Requirements: Please print the passage of the bailout commentary below that opens with the words containing "The second paragraph" and closes with "and public trust.", reproducing it word for word.

Reading passage:
[BEGIN]
As far as the quote from the economist, Congress shut down the economy, the fraudulent "financial collapse" did not shut down the economy. The Federal Reserve, unregulated by Congress in any manner, did when it created this crisis to begin with in refusing additional credit to it's American subsidiaries (since even some of the owner banks of the Federal Reserve such as Lehrman Brothers were also claiming bankruptcy) in order to manipulate the markets and the American people, and also take the focus off the true issues that were still unanswered in the last presidential campaign with respect to the War and the real concerns of Americans prior to this bogus financial collapse. This "bubble burst" was primarily so that the movers and shakers on Wall Street that had made massive gains in the bull market which has occurred since the minor collapse after 9/11, could continue to increase their stock portfolios and worth with some great deals, and also in order to effectuate, it appears, quite a few "behind closed doors," mergers outside the SEC and other Congressional guidelines. At the present time, the only true money around is that of foreigners whose currency is now much stronger than our dollar, and would gather that a great deal of the restructuring that is going on involves even deeper and further investment in our banks and infrasture by foreigner investors. This is a guess, but is based upon the secrecy and speed with which the September bailout occurred, and all the questions still which remain unanswered.
The second paragraph details that some of the money will be used for "thoughtful and carefully targeted priority investments." I am scratching my head over that one. Just where in the Constitution does it give Congress the right to invest public sums for the American people, rather than simply collecting the tax revenue needed and necessary in order to perform their Constitutional functions? They have the power to borrow on the full faith and credit of the United States, but to invest in "priority investments?" This is the language of a CEO for U.S.A., Inc., not that of a public servant and holder of the public purse and public trust.
Suffice it to say that #8 means nothing more than "expanding government" at the general public's expense. There is so much pork in state budgets and corporate welfare handed out indiscriminantly that almost every single state in the country's biggest need is a red pen in order to cut taxpayer costs and some of the superfluous government jobs that are draining the American citizens also at the local level. Instead, these states are threatening cutting NEEDED services, instead of discretionary "pork" projects. Saving public jobs is not the founders view of limited government, and limited taxation. Limiting public sector jobs to that which is necessary to carry out their governmental duties and functions actually is. This focus on job creation, especially in the public sector, is not the reason the state's united to begin with, and concentrating all power in Washington has created the monster and distant government now that is in it's own bubble, unaccountable, and thus unable to even connect with the true and individual needs of the states. The needs of Oregon are different than Alabama, Florida, Michigan, Montana or Arizona in fundamental ways. It is an upside down approach to government.
[END]
Dataset extract:
[BEGIN]
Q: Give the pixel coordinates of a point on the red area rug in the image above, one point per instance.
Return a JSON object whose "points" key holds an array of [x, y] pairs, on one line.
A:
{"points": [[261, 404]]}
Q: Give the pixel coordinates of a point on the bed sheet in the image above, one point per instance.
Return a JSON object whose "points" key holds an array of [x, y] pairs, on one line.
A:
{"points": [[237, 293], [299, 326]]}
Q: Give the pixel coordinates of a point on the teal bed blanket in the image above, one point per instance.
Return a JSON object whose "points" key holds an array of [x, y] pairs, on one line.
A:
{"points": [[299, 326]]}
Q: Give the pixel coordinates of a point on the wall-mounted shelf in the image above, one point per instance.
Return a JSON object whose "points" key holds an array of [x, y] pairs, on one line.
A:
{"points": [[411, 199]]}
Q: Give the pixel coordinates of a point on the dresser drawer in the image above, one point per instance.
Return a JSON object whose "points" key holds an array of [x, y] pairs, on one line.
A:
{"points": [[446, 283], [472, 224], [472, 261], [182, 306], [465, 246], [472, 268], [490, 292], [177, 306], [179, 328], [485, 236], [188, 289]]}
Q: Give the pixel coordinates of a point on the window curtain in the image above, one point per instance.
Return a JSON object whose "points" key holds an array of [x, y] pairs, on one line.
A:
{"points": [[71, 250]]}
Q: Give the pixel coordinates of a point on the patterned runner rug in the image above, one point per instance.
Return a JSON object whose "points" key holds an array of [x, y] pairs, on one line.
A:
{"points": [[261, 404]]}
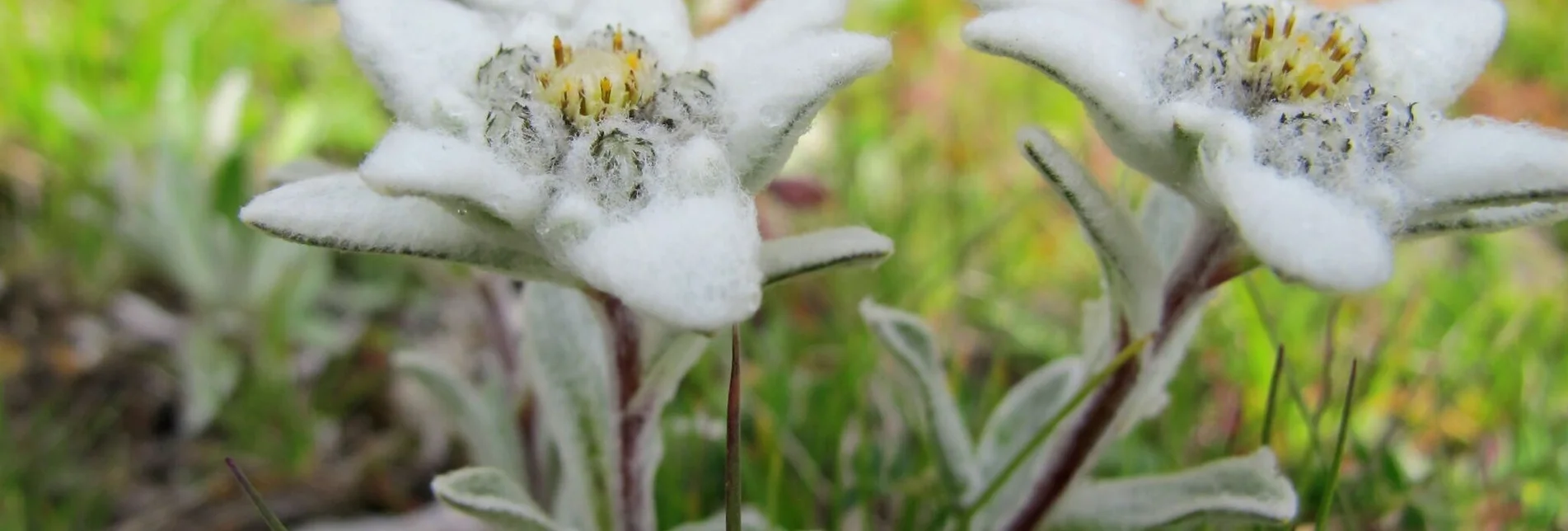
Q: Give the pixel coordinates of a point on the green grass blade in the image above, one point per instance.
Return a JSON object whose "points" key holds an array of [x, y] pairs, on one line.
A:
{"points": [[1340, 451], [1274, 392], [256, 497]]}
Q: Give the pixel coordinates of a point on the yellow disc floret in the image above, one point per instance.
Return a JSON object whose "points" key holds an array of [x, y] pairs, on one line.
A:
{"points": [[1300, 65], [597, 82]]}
[END]
Task response:
The second paragraph details that some of the money will be used for "thoughtful and carefully targeted priority investments." I am scratching my head over that one. Just where in the Constitution does it give Congress the right to invest public sums for the American people, rather than simply collecting the tax revenue needed and necessary in order to perform their Constitutional functions? They have the power to borrow on the full faith and credit of the United States, but to invest in "priority investments?" This is the language of a CEO for U.S.A., Inc., not that of a public servant and holder of the public purse and public trust.